▶ [GIVEN PASSAGE]:
If both operations are successful, the pte
local
variable points to the Page Table entry that refers to
address
.
The handle_pte_fault( )
function is then invoked to inspect the Page Table entry
corresponding to address
and to determine how to
allocate a new page frame for the process:
If the accessed page is not present—that is, if it is not already stored in any page frame—the kernel allocates a new page frame and initializes it properly; this technique is called demand paging.
If the accessed page is present but is marked read only—i.e., if it is already stored in a page frame—the kernel allocates a new page frame and initializes its contents by copying the old page frame data; this technique is called Copy On Write.
The term demand paging denotes a dynamic memory allocation technique that consists of deferring page frame allocation until the last possible moment—until the process attempts to address a page that is not present in RAM, thus causing a Page Fault exception.
The motivation behind demand paging is that processes do not address all the addresses included in their address space right from the start; in fact, some of these addresses may never be used by the process. Moreover, the program locality principle (see Section 2.4.7) ensures that, at each stage of program execution, only a small subset of the process pages are really referenced, and therefore the page frames containing the temporarily useless pages can be used by other processes. Demand paging is thus preferable to global allocation (assigning all page frames to the process right from the start and leaving them in memory until program termination) since it increases the average number of free page frames in the system and therefore allows better use of the available free memory. From another viewpoint, it allows the system as a whole to get a better throughput with the same amount of RAM.
The price to pay for all these good things is system overhead: each Page Fault exception induced by demand paging must be handled by the kernel, thus wasting CPU cycles. Fortunately, the locality principle ensures that once a process starts working with a group of pages, it sticks with them without addressing other pages for quite a while. Thus, Page Fault exceptions may be considered rare events.
An addressed page may not be present in main memory for the following reasons:
The page was never accessed by the process. The kernel can recognize
this case since the Page Table entry is filled with zeros—i.e.,
the pte_none
macro returns the value 1.
The page was already accessed by the process, but its content is
temporarily saved on disk. The kernel can recognize this case since
the Page Table entry is not filled with zeros (however, the
Present
flag is cleared since the page is not
present in RAM).
The handle_pte_fault( )
function distinguishes
the two cases by inspecting the Page Table entry that refers to
address
:
entry = *pte; if (!pte_present(entry)) { if (pte_none(entry)) return do_no_page(mm, vma, address, write_access, pte); return do_swap_page(mm, vma, address, pte, entry, write_access); }
We’ll examine the case in which the page is saved on
disk (using the do_swap_ page( )
function) in
Section 16.6.
In the other situation, when the page was never accessed, the
do_no_page( )
function is invoked. There are two
ways to load the missing page, depending on whether the page is
mapped to a disk file. The function determines this by checking the
nopage
method of the vma
memory
region object, which points to the function that loads the missing
page from disk into RAM if the page is mapped to a file. Therefore,
the possibilities are:
The vma->vm_ops->nopage
field is not
NULL
. In this case, the memory region maps a disk
file and the field points to the function that loads the page. This
case is covered in Section 15.2.4 and in
Section 19.3.5.

▶ [RECORDS PROVIDED]:
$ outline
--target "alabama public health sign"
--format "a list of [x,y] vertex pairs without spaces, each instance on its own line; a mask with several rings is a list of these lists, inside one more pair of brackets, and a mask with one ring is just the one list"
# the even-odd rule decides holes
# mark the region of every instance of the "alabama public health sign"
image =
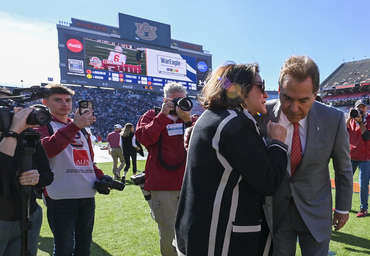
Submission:
[[199,61],[196,64],[196,67],[198,70],[201,72],[205,72],[207,71],[208,67],[207,64],[204,61]]
[[71,38],[66,43],[67,48],[74,53],[79,53],[84,48],[82,44],[77,39]]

▶ [WORK INSTRUCTIONS]:
A) Rewrite the paragraph of the demand paging passage that begins "The motivation behind demand paging" as a concise bulleted list that keeps its main facts.
B) Write what follows the last sentence of the demand paging passage, continuing it in the same style.

▶ [ANSWERS]:
A)
- Processes do not use all the addresses in their address space from the start, and some addresses may never be used.
- Under the program locality principle (Section 2.4.7), only a small subset of a process's pages is referenced at each stage of execution, so frames holding temporarily unused pages can serve other processes.
- Demand paging is therefore preferable to global allocation, which assigns all page frames to a process at the start and keeps them in memory until the program terminates.
- It raises the average number of free page frames, making better use of available free memory.
- The system as a whole gets better throughput with the same amount of RAM.

B)
Either the vm_ops
field or the
vma->vm_ops->nopage
field is
NULL
. In this case, the memory region does not map
a file on disk—i.e., it is an anonymous mapping
. Thus, do_no_ page( )
invokes the do_anonymous_page( )
function to get a new page frame:
if (!vma->vm_ops || !vma->vm_ops->nopage) return do_anonymous_page(mm, vma, page_table, write_access, address);
The do_anonymous_page( )
function handles write
and read requests separately:
if (write_access) { spin_unlock(&mm->page_table_lock); page = alloc_page(GFP_HIGHUSER); addr = kmap_atomic(page, KM_USER0); memset((void *)(addr), 0, PAGE_SIZE); kunmap_atomic(addr, KM_USER0); spin_lock(&mm->page_table_lock); mm->rss++; entry = pte_mkwrite(pte_mkdirty(mk_pte(page, vma->vm_page_prot))); lru_cache_add(page); mark_page_accessed(page); set_pte(page_table, entry); spin_unlock(&mm->page_table_lock); return 1; }
When handling a write access, the function invokes
alloc_page( )
and fills the new page frame with
zeros by using the memset
macro. The function then
increments the min_flt
field of
tsk
to keep track of the number of minor Page
Faults caused by the process. Next, the function increments the
rss
field of the memory descriptor to keep track
of the number of page frames allocated to the process.[64] The
Page Table entry is then set to the physical address of the page
frame, which is marked as writable and dirty. The
lru_cache_add( )
and mark_page_accessed( )
functions insert the new page frame in the swap-related
data structures; we discuss them in Chapter 16.
Conversely, when handling a read access, the content of the page is
irrelevant because the process is addressing it for the first time.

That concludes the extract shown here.